| EXERCISE DESCRIPTION |
Reproduce every line of the material below verbatim, without altering any character.

--- BEGIN ---

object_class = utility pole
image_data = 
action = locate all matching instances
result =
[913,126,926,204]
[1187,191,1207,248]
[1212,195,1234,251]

--- END ---

| SOLUTION BELOW |
object_class = utility pole
image_data = 
action = locate all matching instances
result =
[913,126,926,204]
[1187,191,1207,248]
[1212,195,1234,251]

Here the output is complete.